■ RECORD EXCERPTS
• • • •
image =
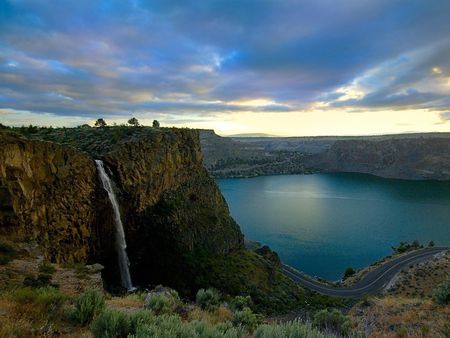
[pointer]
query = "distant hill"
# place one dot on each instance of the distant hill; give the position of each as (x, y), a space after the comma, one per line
(252, 135)
(405, 156)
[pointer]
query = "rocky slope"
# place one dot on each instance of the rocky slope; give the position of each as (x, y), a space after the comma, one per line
(48, 192)
(170, 206)
(407, 156)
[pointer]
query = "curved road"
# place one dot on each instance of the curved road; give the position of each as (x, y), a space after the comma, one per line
(372, 282)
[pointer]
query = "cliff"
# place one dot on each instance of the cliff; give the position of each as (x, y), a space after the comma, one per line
(48, 193)
(170, 206)
(403, 156)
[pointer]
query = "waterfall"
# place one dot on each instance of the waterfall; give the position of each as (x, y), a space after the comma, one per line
(121, 245)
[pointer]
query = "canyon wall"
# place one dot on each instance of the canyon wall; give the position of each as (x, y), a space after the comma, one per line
(170, 206)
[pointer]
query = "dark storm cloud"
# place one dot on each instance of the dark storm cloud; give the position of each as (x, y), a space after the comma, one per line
(84, 57)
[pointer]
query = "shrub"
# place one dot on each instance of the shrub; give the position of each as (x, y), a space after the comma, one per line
(87, 306)
(245, 318)
(23, 295)
(41, 280)
(208, 299)
(240, 302)
(401, 332)
(349, 272)
(46, 268)
(333, 321)
(441, 294)
(46, 296)
(7, 252)
(50, 297)
(294, 328)
(171, 326)
(111, 324)
(160, 304)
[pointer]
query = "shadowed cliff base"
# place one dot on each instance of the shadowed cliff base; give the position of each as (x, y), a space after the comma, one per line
(172, 210)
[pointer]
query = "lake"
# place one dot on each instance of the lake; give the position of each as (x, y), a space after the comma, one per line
(323, 223)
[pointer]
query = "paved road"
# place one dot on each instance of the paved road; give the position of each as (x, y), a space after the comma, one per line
(372, 282)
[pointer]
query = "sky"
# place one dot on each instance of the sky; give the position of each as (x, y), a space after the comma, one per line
(281, 67)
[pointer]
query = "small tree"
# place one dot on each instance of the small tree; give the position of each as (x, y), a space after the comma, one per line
(100, 123)
(134, 122)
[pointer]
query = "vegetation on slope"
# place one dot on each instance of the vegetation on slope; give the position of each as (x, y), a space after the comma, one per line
(94, 141)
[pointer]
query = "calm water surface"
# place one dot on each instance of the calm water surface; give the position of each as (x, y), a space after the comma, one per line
(323, 223)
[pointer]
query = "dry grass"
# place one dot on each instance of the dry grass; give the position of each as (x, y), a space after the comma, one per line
(220, 315)
(421, 279)
(407, 309)
(388, 316)
(128, 303)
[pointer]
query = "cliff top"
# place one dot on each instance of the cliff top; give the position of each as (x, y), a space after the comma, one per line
(95, 141)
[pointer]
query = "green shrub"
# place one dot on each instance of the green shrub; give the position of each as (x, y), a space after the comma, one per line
(441, 294)
(333, 321)
(7, 252)
(46, 268)
(171, 326)
(245, 318)
(23, 295)
(40, 281)
(50, 297)
(87, 306)
(111, 324)
(240, 302)
(349, 272)
(46, 296)
(160, 304)
(401, 332)
(208, 299)
(294, 328)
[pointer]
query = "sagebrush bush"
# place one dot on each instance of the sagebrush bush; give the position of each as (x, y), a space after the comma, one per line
(88, 305)
(441, 294)
(7, 252)
(295, 328)
(41, 280)
(333, 321)
(245, 318)
(208, 299)
(50, 297)
(172, 326)
(240, 302)
(161, 304)
(46, 268)
(45, 296)
(111, 324)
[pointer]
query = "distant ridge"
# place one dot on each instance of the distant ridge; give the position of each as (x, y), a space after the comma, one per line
(252, 135)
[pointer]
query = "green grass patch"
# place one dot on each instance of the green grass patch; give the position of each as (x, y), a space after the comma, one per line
(8, 252)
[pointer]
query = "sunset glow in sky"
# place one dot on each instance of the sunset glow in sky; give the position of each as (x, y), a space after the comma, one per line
(282, 67)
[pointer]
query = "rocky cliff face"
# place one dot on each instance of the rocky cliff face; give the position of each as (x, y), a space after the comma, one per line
(169, 204)
(407, 158)
(403, 156)
(48, 193)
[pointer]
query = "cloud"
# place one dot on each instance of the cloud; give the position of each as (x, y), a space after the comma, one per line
(83, 58)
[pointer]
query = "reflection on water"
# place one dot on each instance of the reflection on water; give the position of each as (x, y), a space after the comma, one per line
(324, 223)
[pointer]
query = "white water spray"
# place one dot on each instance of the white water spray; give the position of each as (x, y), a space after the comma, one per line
(121, 245)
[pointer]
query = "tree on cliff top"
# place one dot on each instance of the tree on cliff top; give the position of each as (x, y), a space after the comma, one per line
(100, 123)
(134, 122)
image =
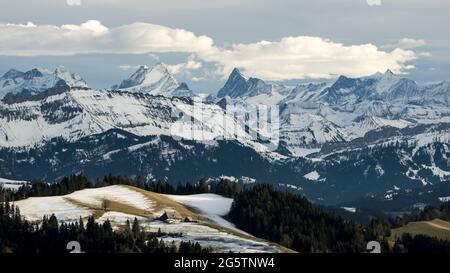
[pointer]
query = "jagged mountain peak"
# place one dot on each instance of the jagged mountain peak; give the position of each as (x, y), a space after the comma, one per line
(252, 90)
(12, 74)
(156, 80)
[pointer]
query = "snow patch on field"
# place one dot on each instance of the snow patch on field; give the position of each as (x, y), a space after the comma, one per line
(35, 208)
(119, 194)
(313, 176)
(210, 205)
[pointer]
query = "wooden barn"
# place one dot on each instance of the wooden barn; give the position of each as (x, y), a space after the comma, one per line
(171, 216)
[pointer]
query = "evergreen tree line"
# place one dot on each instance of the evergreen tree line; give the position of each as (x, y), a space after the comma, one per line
(294, 222)
(408, 243)
(20, 236)
(74, 183)
(427, 214)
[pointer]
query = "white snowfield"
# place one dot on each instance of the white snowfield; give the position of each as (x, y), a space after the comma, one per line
(212, 206)
(71, 207)
(35, 208)
(13, 185)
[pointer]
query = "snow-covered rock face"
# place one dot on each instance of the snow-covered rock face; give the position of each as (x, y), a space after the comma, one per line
(38, 80)
(252, 90)
(317, 113)
(155, 81)
(83, 112)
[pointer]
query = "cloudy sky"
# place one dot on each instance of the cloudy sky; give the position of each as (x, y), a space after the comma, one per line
(202, 40)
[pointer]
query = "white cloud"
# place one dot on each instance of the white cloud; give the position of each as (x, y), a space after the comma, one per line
(373, 2)
(289, 58)
(307, 57)
(93, 37)
(406, 43)
(127, 67)
(73, 2)
(197, 79)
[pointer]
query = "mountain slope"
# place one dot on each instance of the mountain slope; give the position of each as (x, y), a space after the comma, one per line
(38, 80)
(155, 81)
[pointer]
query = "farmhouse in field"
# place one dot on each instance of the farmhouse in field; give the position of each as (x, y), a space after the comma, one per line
(171, 216)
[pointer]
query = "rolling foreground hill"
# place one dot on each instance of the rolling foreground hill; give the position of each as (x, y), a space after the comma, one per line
(195, 217)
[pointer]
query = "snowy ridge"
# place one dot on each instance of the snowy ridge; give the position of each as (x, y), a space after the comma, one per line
(155, 81)
(38, 80)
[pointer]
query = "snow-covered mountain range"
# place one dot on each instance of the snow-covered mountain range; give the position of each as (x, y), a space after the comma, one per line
(156, 80)
(350, 130)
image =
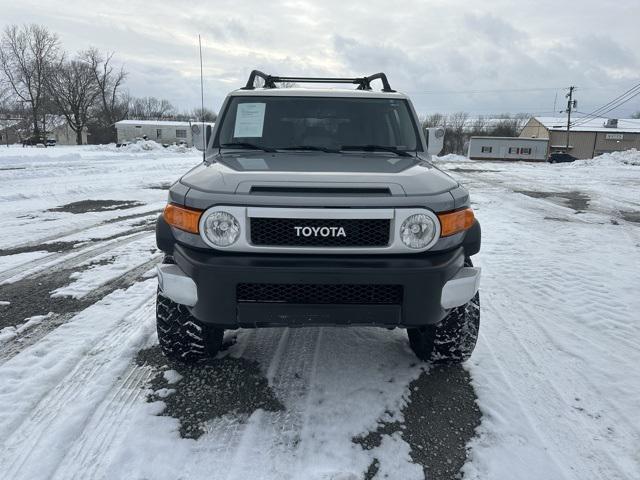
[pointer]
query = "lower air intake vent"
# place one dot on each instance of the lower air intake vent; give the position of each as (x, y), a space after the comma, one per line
(317, 293)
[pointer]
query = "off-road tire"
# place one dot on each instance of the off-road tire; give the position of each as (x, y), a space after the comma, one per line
(453, 339)
(181, 336)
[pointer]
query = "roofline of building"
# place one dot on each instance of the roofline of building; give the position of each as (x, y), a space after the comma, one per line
(510, 138)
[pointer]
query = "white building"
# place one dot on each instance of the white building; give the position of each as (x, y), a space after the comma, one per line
(508, 148)
(588, 137)
(162, 131)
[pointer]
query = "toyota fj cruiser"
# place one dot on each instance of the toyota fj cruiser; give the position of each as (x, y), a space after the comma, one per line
(318, 207)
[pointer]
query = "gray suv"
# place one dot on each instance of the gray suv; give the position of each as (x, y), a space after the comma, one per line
(318, 207)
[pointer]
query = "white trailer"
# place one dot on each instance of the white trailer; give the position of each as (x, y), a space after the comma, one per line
(508, 148)
(161, 131)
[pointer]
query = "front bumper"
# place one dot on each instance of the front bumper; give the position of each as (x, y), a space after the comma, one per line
(207, 283)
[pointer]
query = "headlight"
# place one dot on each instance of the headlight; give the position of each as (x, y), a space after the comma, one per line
(418, 231)
(221, 229)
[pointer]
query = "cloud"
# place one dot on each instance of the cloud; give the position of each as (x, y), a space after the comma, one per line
(440, 51)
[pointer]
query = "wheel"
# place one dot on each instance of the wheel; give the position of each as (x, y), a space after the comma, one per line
(182, 337)
(453, 339)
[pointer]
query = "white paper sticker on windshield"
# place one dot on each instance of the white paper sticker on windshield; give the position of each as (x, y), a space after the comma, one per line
(249, 120)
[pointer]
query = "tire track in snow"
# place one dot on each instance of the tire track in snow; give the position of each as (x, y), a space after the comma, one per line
(60, 261)
(32, 335)
(268, 436)
(29, 434)
(86, 457)
(562, 416)
(262, 446)
(557, 462)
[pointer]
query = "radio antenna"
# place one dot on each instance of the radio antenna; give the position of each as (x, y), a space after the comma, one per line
(204, 137)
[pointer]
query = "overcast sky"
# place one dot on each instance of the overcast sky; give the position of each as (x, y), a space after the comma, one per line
(480, 57)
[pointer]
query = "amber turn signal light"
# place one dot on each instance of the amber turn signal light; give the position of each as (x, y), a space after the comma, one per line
(184, 218)
(455, 222)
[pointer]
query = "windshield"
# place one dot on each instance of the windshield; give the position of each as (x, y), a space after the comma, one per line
(318, 123)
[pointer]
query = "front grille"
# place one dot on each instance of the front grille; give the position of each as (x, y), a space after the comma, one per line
(319, 293)
(299, 232)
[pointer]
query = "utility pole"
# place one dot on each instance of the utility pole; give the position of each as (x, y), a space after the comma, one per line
(570, 105)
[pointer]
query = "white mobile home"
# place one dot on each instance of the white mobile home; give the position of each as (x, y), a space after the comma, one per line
(161, 131)
(508, 148)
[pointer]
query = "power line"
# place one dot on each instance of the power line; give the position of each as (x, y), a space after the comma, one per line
(462, 92)
(612, 105)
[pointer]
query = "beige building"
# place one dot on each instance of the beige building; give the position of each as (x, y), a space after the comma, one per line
(587, 138)
(162, 131)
• • • •
■ TASK DETAILS
From the line holding "# place one dot on each instance of the power" to the end of the listing, copy every line exactly, both ends included, and add nothing.

■ SOLUTION FOR THIS PROBLEM
# place one dot on each instance of the power line; give the position of each as (x, y), a space after the comma, one per line
(462, 92)
(612, 105)
[pointer]
query = "beige building"
# place one dot on each instance of the beige building; give the position of each as (x, y), a space after the comma, one per line
(587, 138)
(162, 131)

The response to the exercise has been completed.